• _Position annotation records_
_ _ _
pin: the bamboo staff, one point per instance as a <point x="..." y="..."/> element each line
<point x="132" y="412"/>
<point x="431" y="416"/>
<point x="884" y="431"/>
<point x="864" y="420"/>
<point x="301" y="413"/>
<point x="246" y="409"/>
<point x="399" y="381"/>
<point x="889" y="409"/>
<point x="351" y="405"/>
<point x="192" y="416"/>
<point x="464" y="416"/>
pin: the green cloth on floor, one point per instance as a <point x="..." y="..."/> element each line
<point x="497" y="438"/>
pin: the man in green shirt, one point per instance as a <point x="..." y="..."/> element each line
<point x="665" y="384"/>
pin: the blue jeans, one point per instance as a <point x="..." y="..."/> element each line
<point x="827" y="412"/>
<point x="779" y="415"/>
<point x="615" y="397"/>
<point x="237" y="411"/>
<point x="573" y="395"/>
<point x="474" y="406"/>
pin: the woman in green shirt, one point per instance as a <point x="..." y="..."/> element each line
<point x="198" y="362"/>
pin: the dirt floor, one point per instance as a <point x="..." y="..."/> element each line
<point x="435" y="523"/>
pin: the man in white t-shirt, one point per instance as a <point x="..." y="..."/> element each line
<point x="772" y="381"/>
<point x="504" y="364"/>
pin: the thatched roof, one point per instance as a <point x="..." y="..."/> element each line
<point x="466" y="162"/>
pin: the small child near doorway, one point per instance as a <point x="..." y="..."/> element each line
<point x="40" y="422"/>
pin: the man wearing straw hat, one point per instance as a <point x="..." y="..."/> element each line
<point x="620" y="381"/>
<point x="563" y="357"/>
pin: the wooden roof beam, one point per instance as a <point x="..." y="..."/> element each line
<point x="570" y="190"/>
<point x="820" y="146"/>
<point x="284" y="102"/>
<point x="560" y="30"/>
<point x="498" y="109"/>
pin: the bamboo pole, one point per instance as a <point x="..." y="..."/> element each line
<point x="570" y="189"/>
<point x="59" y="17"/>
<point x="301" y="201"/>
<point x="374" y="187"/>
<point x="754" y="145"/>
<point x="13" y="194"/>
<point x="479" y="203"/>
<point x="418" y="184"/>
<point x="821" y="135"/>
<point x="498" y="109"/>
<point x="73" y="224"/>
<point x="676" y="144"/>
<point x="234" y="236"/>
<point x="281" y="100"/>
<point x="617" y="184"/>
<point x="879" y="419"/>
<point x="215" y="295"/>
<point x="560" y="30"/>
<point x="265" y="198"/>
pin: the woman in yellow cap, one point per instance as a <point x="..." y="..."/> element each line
_ _ _
• _Exercise brief_
Repeat exactly, and only, the lines of the records above, starting with the line that contains "pin: the bamboo pole, one" and ending with the final line, both included.

• _Result of the task_
pin: the bamboo pole, one point per instance as a <point x="..." y="..."/> element each line
<point x="570" y="189"/>
<point x="59" y="17"/>
<point x="301" y="201"/>
<point x="374" y="187"/>
<point x="754" y="145"/>
<point x="13" y="194"/>
<point x="479" y="203"/>
<point x="418" y="184"/>
<point x="821" y="135"/>
<point x="498" y="109"/>
<point x="73" y="224"/>
<point x="676" y="144"/>
<point x="234" y="236"/>
<point x="281" y="100"/>
<point x="617" y="184"/>
<point x="879" y="419"/>
<point x="215" y="295"/>
<point x="560" y="30"/>
<point x="265" y="198"/>
pin: the woman in yellow cap, one point per instance as a <point x="..." y="..."/> element each line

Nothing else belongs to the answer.